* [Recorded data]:
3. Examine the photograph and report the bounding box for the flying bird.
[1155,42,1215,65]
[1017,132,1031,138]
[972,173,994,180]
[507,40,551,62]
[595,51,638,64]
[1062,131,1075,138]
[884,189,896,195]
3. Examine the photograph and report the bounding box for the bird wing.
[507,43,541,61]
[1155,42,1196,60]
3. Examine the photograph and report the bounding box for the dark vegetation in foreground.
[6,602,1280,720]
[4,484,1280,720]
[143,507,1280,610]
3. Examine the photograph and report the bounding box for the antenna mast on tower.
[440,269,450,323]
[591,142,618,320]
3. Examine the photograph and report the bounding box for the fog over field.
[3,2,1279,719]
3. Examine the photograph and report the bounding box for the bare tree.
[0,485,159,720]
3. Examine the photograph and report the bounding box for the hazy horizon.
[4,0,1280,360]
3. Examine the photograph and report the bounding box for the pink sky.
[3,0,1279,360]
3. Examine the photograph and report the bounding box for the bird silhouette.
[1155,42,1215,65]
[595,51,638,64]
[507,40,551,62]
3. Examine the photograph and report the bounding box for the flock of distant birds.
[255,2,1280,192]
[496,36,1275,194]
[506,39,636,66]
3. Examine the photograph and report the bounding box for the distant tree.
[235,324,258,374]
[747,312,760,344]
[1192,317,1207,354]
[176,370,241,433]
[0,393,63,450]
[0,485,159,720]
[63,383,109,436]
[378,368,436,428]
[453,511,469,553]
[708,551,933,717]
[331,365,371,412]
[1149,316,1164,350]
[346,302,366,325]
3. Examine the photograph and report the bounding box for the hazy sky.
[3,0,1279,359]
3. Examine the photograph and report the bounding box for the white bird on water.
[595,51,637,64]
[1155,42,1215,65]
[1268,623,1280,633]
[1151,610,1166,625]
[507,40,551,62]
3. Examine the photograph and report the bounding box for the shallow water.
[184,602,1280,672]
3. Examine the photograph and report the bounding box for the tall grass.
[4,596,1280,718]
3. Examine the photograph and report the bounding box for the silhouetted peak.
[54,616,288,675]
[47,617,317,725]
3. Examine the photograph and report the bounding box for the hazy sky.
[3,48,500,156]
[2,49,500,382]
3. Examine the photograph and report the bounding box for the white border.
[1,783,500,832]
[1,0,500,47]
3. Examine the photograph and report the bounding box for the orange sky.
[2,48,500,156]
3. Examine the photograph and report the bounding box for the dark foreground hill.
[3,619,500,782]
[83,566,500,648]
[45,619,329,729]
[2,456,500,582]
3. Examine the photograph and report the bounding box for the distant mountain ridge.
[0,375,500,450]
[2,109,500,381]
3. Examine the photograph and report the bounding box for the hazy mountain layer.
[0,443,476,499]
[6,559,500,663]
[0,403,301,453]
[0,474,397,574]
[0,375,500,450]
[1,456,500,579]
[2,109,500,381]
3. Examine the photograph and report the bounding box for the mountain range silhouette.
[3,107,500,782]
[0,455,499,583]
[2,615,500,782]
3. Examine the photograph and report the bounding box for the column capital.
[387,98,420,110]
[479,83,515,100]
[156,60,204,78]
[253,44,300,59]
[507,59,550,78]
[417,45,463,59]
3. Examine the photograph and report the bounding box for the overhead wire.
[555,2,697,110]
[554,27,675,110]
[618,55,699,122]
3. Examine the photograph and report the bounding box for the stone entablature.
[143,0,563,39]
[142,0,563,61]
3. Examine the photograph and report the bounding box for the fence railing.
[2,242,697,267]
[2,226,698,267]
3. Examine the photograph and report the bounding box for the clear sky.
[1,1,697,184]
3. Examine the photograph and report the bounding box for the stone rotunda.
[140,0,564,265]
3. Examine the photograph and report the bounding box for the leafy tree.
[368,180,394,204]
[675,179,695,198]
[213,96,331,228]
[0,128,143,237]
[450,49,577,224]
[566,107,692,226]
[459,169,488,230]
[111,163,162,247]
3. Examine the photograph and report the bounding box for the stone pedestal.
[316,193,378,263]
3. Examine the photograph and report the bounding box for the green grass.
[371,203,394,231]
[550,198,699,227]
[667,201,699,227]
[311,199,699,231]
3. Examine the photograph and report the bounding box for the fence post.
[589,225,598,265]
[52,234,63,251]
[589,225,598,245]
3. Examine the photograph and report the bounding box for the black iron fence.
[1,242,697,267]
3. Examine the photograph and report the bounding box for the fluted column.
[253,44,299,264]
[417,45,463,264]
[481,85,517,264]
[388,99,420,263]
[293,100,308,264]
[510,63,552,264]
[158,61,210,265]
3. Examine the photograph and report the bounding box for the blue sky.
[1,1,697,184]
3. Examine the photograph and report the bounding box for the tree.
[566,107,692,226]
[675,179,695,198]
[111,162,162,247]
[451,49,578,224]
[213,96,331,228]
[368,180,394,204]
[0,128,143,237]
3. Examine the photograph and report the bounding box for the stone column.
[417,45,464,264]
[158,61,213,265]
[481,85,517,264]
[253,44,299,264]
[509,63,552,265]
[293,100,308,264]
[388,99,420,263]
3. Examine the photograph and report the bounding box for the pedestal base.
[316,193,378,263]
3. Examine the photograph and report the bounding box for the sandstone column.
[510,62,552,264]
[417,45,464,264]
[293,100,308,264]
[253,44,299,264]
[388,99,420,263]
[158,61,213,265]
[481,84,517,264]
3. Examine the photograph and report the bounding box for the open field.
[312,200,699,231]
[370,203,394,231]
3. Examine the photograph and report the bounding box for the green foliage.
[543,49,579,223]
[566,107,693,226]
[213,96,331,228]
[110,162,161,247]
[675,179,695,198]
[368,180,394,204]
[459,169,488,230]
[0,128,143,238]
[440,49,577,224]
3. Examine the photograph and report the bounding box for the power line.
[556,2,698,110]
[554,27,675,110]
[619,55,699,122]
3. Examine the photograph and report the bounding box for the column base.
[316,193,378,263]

* [Exercise description]: Every entry must be printed again, exactly as it reads.

* [Exercise output]:
3. Examine the photograph and report the bounding box for the flying bird.
[1155,42,1215,65]
[1017,132,1031,138]
[972,173,994,180]
[507,40,551,62]
[595,51,638,64]
[1062,131,1075,138]
[884,189,896,195]
3. Examine the photograph and report the bounding box for the bird wing.
[507,43,541,61]
[1155,42,1196,60]
3. Examine the photograph and report the bounding box for the dark vegetation in foreground.
[6,602,1280,720]
[4,484,1280,720]
[143,507,1280,610]
3. Examine the photograph and report the bounding box for the antenna mast on tower.
[440,269,450,323]
[591,142,618,320]
3. Examine the photograph and report the bounding box for the fog over field.
[3,2,1279,719]
3. Examine the photograph and report the bounding box for the bare tree.
[0,485,159,720]
3. Examine the photograph and report the bounding box for the hazy horizon.
[4,0,1280,360]
3. Examine the photograph and report the bounding box for the pink sky.
[3,0,1279,360]
3. Examine the photograph and report the bounding box for the bird silhouette.
[1155,42,1215,65]
[595,51,638,64]
[507,40,551,62]
3. Examine the photograph and report the bounding box for the flock of distant birds.
[255,2,1280,192]
[496,36,1275,194]
[506,39,636,66]
3. Examine the photograph and report the bounding box for the distant tree.
[235,324,258,374]
[747,312,760,344]
[1192,317,1207,354]
[176,370,241,433]
[0,393,63,450]
[0,485,159,720]
[63,383,109,436]
[378,368,436,428]
[453,511,469,553]
[708,551,933,717]
[331,365,371,412]
[1149,316,1164,350]
[346,302,366,325]
3. Examine the photograph and report the bounding box for the hazy sky.
[3,0,1279,359]
3. Examine the photograph and report the bounding box for the white bird on water.
[595,51,637,64]
[1155,42,1215,65]
[1268,623,1280,633]
[1151,610,1166,625]
[507,40,551,62]
3. Examine the photograph and report the bounding box for the shallow water.
[184,602,1280,672]
3. Examine the photograph and report the bounding box for the tall grass.
[4,596,1280,718]
3. Examine the photograph and report the bounding box for the silhouetted peak.
[54,616,288,675]
[47,617,317,725]
3. Examine the photograph and report the bounding box for the hazy sky.
[3,48,500,156]
[2,49,500,382]
3. Examine the photograph and report the bounding box for the white border.
[1,783,500,832]
[1,0,500,47]
3. Examine the photograph and report the bounding box for the orange sky.
[2,48,500,156]
3. Examine the photograph and report the bounding box for the dark foreground hill.
[3,619,500,782]
[83,566,500,648]
[45,619,329,729]
[2,456,500,582]
3. Examine the photograph and report the bounding box for the distant mountain ridge.
[0,375,500,450]
[2,109,500,381]
3. Examine the photograph and report the bounding box for the hazy mountain layer.
[0,443,476,499]
[6,559,500,663]
[0,403,301,453]
[0,474,397,574]
[0,375,500,450]
[1,456,500,579]
[2,109,500,381]
3. Examine the photograph and report the bounding box for the mountain range silhouette.
[3,107,500,782]
[0,455,499,583]
[2,615,500,782]
3. Examine the photograph and report the bounding box for the column capital.
[387,98,420,110]
[479,83,515,100]
[156,60,204,78]
[253,44,300,59]
[507,59,550,78]
[417,45,463,59]
3. Examine the photograph and report the bounding box for the overhead wire.
[555,2,697,110]
[554,27,675,110]
[618,55,699,122]
3. Examine the photograph and report the bounding box for the stone entablature.
[143,0,563,39]
[142,0,563,61]
3. Examine the photograph and report the bounding box for the fence railing.
[2,242,697,267]
[2,226,698,267]
3. Examine the photograph and report the bounding box for the clear sky.
[1,1,697,184]
3. Examine the photograph and report the bounding box for the stone rotunda.
[140,0,564,265]
3. Examine the photograph and report the bounding box for the leafy tree.
[368,180,394,204]
[675,179,695,198]
[213,96,331,228]
[0,128,143,237]
[450,49,577,224]
[566,107,692,226]
[459,169,488,230]
[111,163,162,247]
3. Examine the photograph and report the bounding box for the stone pedestal.
[316,193,378,263]
3. Examine the photograph and report the bounding box for the green grass.
[371,203,394,231]
[550,198,699,227]
[667,201,699,227]
[311,199,699,231]
3. Examine the photograph and report the bounding box for the fence post.
[589,225,598,265]
[52,234,63,251]
[589,225,598,245]
3. Examine the photograph and report the bounding box for the black iron fence.
[1,242,697,267]
3. Examine the photograph and report the bounding box for the fluted column.
[253,44,299,264]
[417,45,463,264]
[481,85,517,264]
[388,99,420,263]
[293,100,308,264]
[510,63,552,264]
[158,61,210,265]
3. Examine the photograph and report the bounding box for the blue sky.
[1,1,697,184]
3. Examine the photograph and report the bounding box for the tree.
[566,107,692,226]
[675,179,695,198]
[111,162,162,247]
[451,49,578,224]
[213,96,331,228]
[368,180,394,204]
[0,128,143,237]
3. Examine the photograph and report the bounding box for the stone column.
[417,45,464,264]
[158,61,213,265]
[481,85,517,264]
[253,44,299,264]
[509,63,552,265]
[293,100,308,264]
[388,99,420,263]
3. Examine the photograph and report the bounding box for the pedestal base.
[316,193,378,263]
3. Examine the photograph and report the bounding box for the sandstone column.
[510,62,552,264]
[417,45,464,264]
[293,100,308,264]
[253,44,299,264]
[388,99,420,263]
[158,61,213,265]
[481,84,517,264]
3. Examine the photograph and report the bounding box for the open field.
[312,200,699,231]
[370,203,394,231]
3. Examine the photograph and report the bounding box for the green foliage.
[543,49,579,223]
[566,107,693,226]
[213,96,331,228]
[110,162,161,247]
[675,179,695,198]
[368,180,394,204]
[459,169,488,230]
[0,128,143,238]
[440,49,577,224]
3. Examine the photograph and report the bounding box for the power line.
[556,2,698,110]
[554,27,675,110]
[619,55,699,122]
3. Examine the photograph and report the bounding box for the column base.
[316,193,378,263]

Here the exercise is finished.